-- Twoje zadanie --
Przytocz dosłownie fragment tekstu o pracy, który zaczyna się od słów zawierających „Ileś razy słyszałam” i kończy na „BÓL I ŁZY (?)”.

-- Tekst do przeczytania --
Ileś razy słyszałam to od rodziców. Potem spotykałam je w różnych książkach o samorozwoju. Po drodze sama chętnie je powtarzałam, dość bezrefleksyjnie, muszę przyznać. Nawet teraz zdarza mi się na nie wpaść, tylko że obecnie jego widok nie wywołuje we mnie pełnego zachwytu przytakiwania.

O czym mówię? O zdaniu „Jeśli robisz to, co lubisz, nie przepracujesz ani jednego dnia”.

To śliczne zdanie. Po części (tej mniejszej) prawdziwe. A po części (większej) tak bzdurne, że powinno zostać albo zakazane, albo przynajmniej wyposażone w znak ostrzegawczy „jedna z najdurniejszych pseudoafirmacji ever”.


PRACA = POT, BÓL I ŁZY (?)

W gruncie rzeczy od tego wychodzi to zdanie – od przekonania, obecnego w różnych częściach różnych społeczeństw od wieków, że praca to kara, ból, nieszczęście, marnowanie życia. Do dziś taka wizja pracy utrzymuje się u wielu osób; wystarczy przypomnieć sobie reakcję niektórych krewnych, znajomych czy nieznajomych, gdy się mówi, że się lubi swoją pracę. Reakcje są zwykle trzy: albo niedowierzanie („kłamiesz, nikt nie lubi swojej pracy, nie może lubić, a jeśli mówi, że lubi, to okłamuje sam siebie”), albo kpina („o, to musi być strasznie trudna i wymagająca praca, skoro można ją lubić, też taką chcę”), albo agresywne zrównywanie walcem z ziemią („skoro niby to lubisz swoją pracę, to znaczy, że ona nie jest nic warta, nie jest prawdziwa, nie jest wymagająca, ty jesteś osobą niedojrzałą, nic nie wiesz o życiu, o życiu wie coś tylko ten, kto nienawidzi swojej pracy, bo tylko praca, której się nienawidzi, jest prawdziwą pracą!”).

[Opisy obszarów w języku naturalnym]

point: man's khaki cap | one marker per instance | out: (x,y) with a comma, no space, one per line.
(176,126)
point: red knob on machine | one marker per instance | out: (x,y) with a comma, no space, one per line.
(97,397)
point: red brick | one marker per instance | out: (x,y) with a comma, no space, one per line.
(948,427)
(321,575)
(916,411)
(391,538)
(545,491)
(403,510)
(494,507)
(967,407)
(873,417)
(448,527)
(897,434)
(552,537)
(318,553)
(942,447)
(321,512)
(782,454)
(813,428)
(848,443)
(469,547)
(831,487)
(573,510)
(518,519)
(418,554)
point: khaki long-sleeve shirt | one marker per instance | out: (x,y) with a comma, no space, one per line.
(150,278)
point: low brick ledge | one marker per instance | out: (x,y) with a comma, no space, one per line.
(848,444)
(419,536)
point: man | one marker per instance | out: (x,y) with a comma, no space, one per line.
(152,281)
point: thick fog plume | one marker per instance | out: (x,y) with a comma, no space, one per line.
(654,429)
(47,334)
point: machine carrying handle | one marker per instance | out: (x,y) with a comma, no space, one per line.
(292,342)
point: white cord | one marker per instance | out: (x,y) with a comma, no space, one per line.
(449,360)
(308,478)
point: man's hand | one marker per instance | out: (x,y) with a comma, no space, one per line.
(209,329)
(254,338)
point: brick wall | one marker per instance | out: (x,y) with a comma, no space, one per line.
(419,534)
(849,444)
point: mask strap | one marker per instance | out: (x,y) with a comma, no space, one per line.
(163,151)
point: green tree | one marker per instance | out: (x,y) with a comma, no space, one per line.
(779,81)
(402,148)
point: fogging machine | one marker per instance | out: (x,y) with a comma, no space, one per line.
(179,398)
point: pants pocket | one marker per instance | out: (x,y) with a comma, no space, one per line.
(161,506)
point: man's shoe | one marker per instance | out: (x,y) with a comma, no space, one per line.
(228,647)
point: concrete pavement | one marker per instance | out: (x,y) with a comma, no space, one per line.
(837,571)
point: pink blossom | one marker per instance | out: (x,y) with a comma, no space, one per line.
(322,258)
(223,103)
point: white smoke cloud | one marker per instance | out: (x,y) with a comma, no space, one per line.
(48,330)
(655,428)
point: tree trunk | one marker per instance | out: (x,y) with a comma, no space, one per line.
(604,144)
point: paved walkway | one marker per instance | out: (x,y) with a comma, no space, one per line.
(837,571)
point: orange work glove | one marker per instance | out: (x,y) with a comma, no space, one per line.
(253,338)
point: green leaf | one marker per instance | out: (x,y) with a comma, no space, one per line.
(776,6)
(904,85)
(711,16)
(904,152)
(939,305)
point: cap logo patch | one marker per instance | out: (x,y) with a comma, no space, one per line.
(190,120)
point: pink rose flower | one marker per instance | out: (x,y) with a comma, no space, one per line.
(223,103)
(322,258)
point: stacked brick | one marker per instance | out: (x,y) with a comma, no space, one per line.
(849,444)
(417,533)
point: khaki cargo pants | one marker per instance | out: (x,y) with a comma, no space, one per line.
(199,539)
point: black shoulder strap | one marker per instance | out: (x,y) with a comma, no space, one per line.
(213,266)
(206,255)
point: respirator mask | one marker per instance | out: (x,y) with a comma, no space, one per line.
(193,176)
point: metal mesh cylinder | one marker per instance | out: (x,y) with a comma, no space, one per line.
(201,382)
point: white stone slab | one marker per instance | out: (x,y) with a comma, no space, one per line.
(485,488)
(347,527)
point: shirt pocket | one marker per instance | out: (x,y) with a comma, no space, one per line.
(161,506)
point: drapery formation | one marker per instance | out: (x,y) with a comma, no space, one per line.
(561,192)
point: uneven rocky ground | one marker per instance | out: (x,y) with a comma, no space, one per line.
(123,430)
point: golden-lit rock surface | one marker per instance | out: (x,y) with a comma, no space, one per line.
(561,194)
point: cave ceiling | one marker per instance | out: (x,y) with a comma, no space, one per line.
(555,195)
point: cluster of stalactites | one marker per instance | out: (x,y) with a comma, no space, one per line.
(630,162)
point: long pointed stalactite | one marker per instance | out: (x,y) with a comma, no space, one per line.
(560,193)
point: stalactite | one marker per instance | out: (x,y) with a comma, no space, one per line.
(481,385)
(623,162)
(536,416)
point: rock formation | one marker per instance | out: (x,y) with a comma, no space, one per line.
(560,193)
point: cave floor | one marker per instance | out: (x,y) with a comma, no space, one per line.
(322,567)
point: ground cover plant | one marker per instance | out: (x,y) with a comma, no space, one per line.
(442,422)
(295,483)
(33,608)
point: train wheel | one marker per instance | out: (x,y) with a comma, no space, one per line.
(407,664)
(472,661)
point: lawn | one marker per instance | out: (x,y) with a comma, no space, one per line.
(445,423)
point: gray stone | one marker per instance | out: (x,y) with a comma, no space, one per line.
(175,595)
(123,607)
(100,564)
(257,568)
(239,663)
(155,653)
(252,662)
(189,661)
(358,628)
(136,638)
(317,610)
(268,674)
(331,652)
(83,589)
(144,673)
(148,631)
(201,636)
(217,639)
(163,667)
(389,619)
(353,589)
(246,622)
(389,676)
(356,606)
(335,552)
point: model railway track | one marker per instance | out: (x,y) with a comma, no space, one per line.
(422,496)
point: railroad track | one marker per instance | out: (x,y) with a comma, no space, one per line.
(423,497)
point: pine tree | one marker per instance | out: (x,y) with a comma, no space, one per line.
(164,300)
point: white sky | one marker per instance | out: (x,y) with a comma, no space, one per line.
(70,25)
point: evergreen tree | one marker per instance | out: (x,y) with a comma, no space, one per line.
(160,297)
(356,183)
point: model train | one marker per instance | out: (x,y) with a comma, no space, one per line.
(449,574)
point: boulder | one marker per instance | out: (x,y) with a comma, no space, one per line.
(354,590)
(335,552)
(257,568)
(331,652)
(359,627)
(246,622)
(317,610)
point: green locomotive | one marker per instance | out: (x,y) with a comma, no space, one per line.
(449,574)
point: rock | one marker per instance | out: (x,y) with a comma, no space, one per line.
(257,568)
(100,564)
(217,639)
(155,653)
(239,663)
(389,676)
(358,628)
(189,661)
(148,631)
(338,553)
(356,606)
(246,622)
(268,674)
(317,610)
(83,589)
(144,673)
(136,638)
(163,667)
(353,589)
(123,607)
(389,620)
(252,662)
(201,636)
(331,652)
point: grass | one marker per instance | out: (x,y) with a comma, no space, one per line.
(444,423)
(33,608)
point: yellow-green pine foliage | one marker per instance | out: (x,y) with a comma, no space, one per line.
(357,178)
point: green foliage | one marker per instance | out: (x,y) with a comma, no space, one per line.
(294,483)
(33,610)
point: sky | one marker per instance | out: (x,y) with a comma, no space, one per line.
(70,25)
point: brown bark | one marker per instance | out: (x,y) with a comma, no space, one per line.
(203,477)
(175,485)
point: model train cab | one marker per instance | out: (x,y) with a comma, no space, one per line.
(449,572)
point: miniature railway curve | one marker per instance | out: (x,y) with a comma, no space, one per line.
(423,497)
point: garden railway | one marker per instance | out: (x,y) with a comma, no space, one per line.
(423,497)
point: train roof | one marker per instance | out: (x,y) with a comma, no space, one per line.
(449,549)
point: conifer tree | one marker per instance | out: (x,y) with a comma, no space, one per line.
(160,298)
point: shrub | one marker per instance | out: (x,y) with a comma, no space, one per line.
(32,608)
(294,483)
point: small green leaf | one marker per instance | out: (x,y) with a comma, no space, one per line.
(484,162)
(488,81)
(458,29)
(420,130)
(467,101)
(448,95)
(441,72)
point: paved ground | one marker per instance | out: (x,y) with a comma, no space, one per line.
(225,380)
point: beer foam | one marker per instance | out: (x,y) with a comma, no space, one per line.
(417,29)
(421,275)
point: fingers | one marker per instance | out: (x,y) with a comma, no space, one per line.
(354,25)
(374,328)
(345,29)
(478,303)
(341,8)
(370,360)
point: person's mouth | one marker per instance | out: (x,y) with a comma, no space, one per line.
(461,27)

-- Rozwiązanie zadania --
Ileś razy słyszałam to od rodziców. Potem spotykałam je w różnych książkach o samorozwoju. Po drodze sama chętnie je powtarzałam, dość bezrefleksyjnie, muszę przyznać. Nawet teraz zdarza mi się na nie wpaść, tylko że obecnie jego widok nie wywołuje we mnie pełnego zachwytu przytakiwania.

O czym mówię? O zdaniu „Jeśli robisz to, co lubisz, nie przepracujesz ani jednego dnia”.

To śliczne zdanie. Po części (tej mniejszej) prawdziwe. A po części (większej) tak bzdurne, że powinno zostać albo zakazane, albo przynajmniej wyposażone w znak ostrzegawczy „jedna z najdurniejszych pseudoafirmacji ever”.


PRACA = POT, BÓL I ŁZY (?)